▶ **AVAILABLE RECORDS**:
▶

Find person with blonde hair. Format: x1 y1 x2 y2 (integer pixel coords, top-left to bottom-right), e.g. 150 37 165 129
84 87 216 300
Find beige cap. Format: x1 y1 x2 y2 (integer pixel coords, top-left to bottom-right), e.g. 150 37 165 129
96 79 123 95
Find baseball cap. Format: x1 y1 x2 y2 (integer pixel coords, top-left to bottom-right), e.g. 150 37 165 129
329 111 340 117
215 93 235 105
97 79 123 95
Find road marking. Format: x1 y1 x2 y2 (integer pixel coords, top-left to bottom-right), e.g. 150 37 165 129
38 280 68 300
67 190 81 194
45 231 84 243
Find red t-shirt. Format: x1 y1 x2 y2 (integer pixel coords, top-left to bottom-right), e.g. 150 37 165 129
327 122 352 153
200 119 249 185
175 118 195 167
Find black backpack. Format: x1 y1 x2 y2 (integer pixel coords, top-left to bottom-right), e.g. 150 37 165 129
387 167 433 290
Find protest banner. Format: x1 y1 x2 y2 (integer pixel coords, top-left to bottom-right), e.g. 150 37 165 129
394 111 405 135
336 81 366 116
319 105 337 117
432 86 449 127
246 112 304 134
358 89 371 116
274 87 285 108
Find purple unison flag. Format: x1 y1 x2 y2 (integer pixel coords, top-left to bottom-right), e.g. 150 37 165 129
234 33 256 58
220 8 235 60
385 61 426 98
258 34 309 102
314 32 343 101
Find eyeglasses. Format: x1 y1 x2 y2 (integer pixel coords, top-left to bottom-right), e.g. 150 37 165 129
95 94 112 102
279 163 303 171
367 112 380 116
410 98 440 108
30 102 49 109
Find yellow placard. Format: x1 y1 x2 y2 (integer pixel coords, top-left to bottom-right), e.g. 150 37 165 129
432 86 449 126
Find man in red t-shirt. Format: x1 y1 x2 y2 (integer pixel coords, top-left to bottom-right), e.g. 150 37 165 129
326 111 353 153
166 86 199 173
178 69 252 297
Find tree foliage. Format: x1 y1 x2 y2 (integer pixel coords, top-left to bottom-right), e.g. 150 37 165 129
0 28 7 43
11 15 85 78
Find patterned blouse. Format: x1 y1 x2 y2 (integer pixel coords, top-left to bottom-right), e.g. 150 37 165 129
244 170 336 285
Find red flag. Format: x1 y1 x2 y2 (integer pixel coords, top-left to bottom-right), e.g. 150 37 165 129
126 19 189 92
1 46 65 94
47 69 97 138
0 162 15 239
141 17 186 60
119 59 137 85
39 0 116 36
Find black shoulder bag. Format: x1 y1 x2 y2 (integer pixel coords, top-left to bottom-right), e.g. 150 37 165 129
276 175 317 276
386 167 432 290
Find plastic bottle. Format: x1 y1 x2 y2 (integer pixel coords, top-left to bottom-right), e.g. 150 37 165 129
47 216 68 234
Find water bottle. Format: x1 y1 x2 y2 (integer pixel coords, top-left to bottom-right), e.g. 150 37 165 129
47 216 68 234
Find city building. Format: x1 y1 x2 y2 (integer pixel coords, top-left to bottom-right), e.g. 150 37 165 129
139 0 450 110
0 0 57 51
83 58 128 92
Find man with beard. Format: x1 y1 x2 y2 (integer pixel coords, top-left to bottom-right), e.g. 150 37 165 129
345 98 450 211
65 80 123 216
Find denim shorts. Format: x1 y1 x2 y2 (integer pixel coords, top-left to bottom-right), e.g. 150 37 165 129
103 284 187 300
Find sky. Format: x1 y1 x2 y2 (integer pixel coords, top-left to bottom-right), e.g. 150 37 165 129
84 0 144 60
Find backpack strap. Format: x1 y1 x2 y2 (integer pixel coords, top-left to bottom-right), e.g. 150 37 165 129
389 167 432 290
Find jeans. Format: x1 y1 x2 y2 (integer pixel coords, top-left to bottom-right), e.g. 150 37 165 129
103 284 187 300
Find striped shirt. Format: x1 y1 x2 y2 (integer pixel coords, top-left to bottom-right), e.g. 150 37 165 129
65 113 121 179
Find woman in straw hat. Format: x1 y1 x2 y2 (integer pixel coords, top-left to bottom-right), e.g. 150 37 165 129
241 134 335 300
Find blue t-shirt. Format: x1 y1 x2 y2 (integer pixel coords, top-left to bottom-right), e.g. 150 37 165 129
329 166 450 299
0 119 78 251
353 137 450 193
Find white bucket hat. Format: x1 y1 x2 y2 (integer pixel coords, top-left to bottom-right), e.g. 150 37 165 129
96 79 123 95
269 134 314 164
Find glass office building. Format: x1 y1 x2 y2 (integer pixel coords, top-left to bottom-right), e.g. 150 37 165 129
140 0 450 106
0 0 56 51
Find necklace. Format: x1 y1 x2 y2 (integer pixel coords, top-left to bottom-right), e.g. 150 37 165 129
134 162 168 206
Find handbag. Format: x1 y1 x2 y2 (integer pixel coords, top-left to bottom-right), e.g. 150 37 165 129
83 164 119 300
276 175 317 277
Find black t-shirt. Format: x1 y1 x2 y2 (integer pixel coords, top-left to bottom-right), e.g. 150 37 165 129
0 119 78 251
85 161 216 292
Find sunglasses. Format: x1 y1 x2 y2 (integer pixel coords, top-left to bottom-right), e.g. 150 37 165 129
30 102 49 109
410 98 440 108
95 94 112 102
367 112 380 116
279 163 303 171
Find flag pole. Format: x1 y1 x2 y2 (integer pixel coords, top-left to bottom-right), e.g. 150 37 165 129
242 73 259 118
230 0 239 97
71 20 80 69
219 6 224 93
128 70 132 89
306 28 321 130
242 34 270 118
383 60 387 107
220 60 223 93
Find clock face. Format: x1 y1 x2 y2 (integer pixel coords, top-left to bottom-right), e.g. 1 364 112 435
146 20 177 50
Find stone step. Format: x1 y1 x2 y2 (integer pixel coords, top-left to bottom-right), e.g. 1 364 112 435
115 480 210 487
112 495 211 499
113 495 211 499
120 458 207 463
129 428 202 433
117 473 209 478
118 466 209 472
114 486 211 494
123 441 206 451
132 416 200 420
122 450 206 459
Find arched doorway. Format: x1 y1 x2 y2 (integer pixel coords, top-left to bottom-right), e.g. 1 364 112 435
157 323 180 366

◀

▶ **EXERCISE REQUIREMENTS**: Copy every entry exactly; no part may be left out.

▶ **SOLUTION**:
Find person with blonde hair. Format: x1 y1 x2 y2 (integer pixel coords, top-left to bottom-right), e.g. 150 37 165 129
84 87 216 300
Find beige cap. Format: x1 y1 x2 y2 (integer pixel coords, top-left to bottom-right), e.g. 150 37 165 129
96 79 123 95
Find baseball cap. Format: x1 y1 x2 y2 (integer pixel coords, top-left to bottom-right), e.g. 150 37 165 129
329 111 340 117
215 93 235 105
97 79 123 95
Find road marking. Format: x1 y1 x2 y2 (integer pixel coords, top-left to bottom-right), e.g. 150 37 165 129
38 280 68 300
67 190 81 194
45 231 84 243
Find red t-shirt. Format: x1 y1 x2 y2 (integer pixel coords, top-left to bottom-right), e.g. 150 37 165 129
327 122 352 153
200 119 249 185
175 118 195 167
Find black backpack. Format: x1 y1 x2 y2 (integer pixel coords, top-left to bottom-right), e.g. 150 37 165 129
387 167 433 290
Find protest banner. Format: x1 y1 x2 y2 (integer pixel coords, top-left to bottom-right), e.g. 150 37 165 129
394 111 405 135
336 81 366 116
319 105 337 117
432 86 449 127
246 112 304 134
358 89 371 116
274 87 285 108
Find purple unison flag. Format: x1 y1 x2 y2 (integer pixel coords, top-left to bottom-right), e.g. 150 37 165 129
234 33 256 58
220 8 235 60
385 61 426 98
258 34 309 102
314 32 343 101
Find eyeglasses. Format: x1 y1 x2 y2 (integer pixel coords, top-left to bottom-right), e.g. 150 37 165 129
95 94 112 102
279 163 303 171
367 112 380 116
410 98 440 108
30 102 49 109
Find yellow placard. Format: x1 y1 x2 y2 (integer pixel coords, top-left to bottom-right), e.g. 150 37 165 129
432 86 449 126
Find man in red t-shirt. Format: x1 y1 x2 y2 (integer pixel coords, top-left to bottom-right), e.g. 150 37 165 129
326 111 353 153
166 86 199 173
178 69 252 297
Find tree foliage. Format: x1 y1 x2 y2 (integer pixel coords, top-left to bottom-right), e.g. 150 37 165 129
0 28 7 43
11 15 85 78
Find patterned blouse. Format: x1 y1 x2 y2 (integer pixel coords, top-left to bottom-right), e.g. 150 37 165 129
244 170 336 285
Find red flag. Format: x1 y1 x2 y2 (integer pixel coords, top-left to bottom-right), e.g. 150 37 165 129
126 19 189 92
1 46 65 94
47 69 97 138
0 162 15 239
141 17 186 60
119 59 137 85
39 0 116 36
Find black shoulder bag. Format: x1 y1 x2 y2 (integer pixel coords, top-left to bottom-right), e.g. 150 37 165 129
276 175 317 276
386 167 432 290
Find plastic bottle. Format: x1 y1 x2 y2 (integer pixel coords, top-left to bottom-right), e.g. 150 37 165 129
47 216 68 234
Find water bottle. Format: x1 y1 x2 y2 (integer pixel coords, top-left to bottom-right), e.g. 150 37 165 129
47 216 68 234
Find city building. Format: x1 y1 x2 y2 (integer pixel coords, top-left to bottom-right), e.g. 150 37 165 129
139 0 450 110
0 0 57 51
83 58 128 92
Find man with beard. Format: x1 y1 x2 y2 (integer pixel coords, top-left to bottom-right), e.g. 150 37 165 129
345 98 450 211
65 80 123 216
Find denim shorts. Format: x1 y1 x2 y2 (integer pixel coords, top-left to bottom-right), e.g. 150 37 165 129
103 284 187 300
Find sky. Format: x1 y1 x2 y2 (integer pixel coords, top-left to bottom-right), e.g. 150 37 165 129
84 0 144 60
Find backpack strap. Format: x1 y1 x2 y2 (integer pixel coords, top-left to bottom-right), e.g. 150 37 165 129
389 167 432 290
Find jeans. Format: x1 y1 x2 y2 (integer pixel coords, top-left to bottom-right), e.g. 150 37 165 129
103 284 187 300
Find striped shirt. Format: x1 y1 x2 y2 (integer pixel coords, top-left to bottom-right), e.g. 150 37 165 129
65 113 121 179
Find woman in straw hat. Format: x1 y1 x2 y2 (integer pixel coords, top-left to bottom-right), e.g. 150 37 165 129
241 134 335 300
Find blue t-shirt. Format: x1 y1 x2 y2 (integer pixel coords, top-left to bottom-right), e.g. 150 37 165 129
329 166 450 299
0 119 78 251
353 137 450 193
Find white bucket hat. Format: x1 y1 x2 y2 (integer pixel coords, top-left to bottom-right), e.g. 150 37 165 129
96 79 123 95
269 134 314 164
Find glass office building. Format: x1 y1 x2 y2 (integer pixel coords, top-left to bottom-right), e.g. 150 37 165 129
140 0 450 106
0 0 56 51
Find necklace. Format: x1 y1 x2 y2 (integer pixel coords, top-left to bottom-right), e.g. 150 37 165 129
134 162 168 206
Find handbag. Format: x1 y1 x2 y2 (integer pixel coords, top-left to bottom-right), e.g. 150 37 165 129
83 164 119 300
276 175 317 277
Find black t-shirt. Format: x1 y1 x2 y2 (integer pixel coords, top-left to bottom-right), e.g. 150 37 165 129
0 119 78 251
85 161 216 292
Find sunglasses. Format: x1 y1 x2 y2 (integer pixel coords, top-left to bottom-right), e.g. 150 37 165 129
30 102 49 109
410 98 440 108
95 94 112 102
367 112 380 116
279 163 303 171
Find flag pole. Format: x1 y1 x2 y2 (integer pixel coords, top-left to bottom-right), e.g. 150 37 165 129
242 73 259 118
230 0 239 97
71 20 80 69
219 6 224 93
128 70 132 89
306 28 321 130
242 34 270 118
383 60 387 107
220 60 223 93
Find clock face. Format: x1 y1 x2 y2 (integer pixel coords, top-left to bottom-right), e.g. 1 364 112 435
146 20 177 50
Find stone step. Format: x1 y1 x2 y2 (integer pixel coords, top-left to bottom-right), e.g. 1 364 112 435
115 480 210 487
112 495 211 499
113 495 211 499
120 458 207 463
129 428 202 433
117 473 209 478
118 466 209 472
114 486 211 494
123 441 206 451
132 416 200 420
122 450 206 459
Find arched doorway. Format: x1 y1 x2 y2 (integer pixel coords, top-left to bottom-right), e.g. 1 364 112 435
157 323 180 366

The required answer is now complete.